Set task –
Answer these questions using the deep learning overview:
1. What does the text say Artificial Neural Networks are inspired by?
2. In the quoted definition, what may lower layers identify in image processing?
3. What reason does the text give for the name "Deep learning"?

Deep Learning in a NutShell

Source: Deep Learning on Medium

Hey Folks!

The Field of Artificial Intelligence came into the picture when a machine can automate task which requires human intelligence. Moreover in machine learning has the capability to learn by experience and acquire skills without human intervention. Deep learning is a subsidiary of Machine learning in which Artifical Neural Network ANN’s are inspired by the human brain neurons or perceptrons that basically learns from a large amount of data. According to Wikipedia-

Deep learning is a class of machine learning algorithms that use multiple layers to progressively extract higher level features from raw input. For example, in image processing, lower layers may identify edges, while higher layer may identify human-meaningful items such as digits/letters or faces.

In Real life how we learn from experience similarily Deep Neural Networks perform each task iteratively resulting in learning from every iteration results in a better outcome. Why it’s called Deep learning? because Neural Networks works on a ton of deep layers that boost up learning of Algorithm. In Modern Era massive amount of data is generated In addition to more data creation, DNN Algorithm gains stronger computing power that’s available today as well as the proliferation of Artificial Intelligence (AI) as a Service.

Dataset section –
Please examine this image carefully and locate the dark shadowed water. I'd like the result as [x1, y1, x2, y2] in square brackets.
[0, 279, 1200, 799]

Task solution –
1. Human brain neurons or perceptrons.
2. Edges.
3. Neural networks work on many deep layers that boost the algorithm's learning.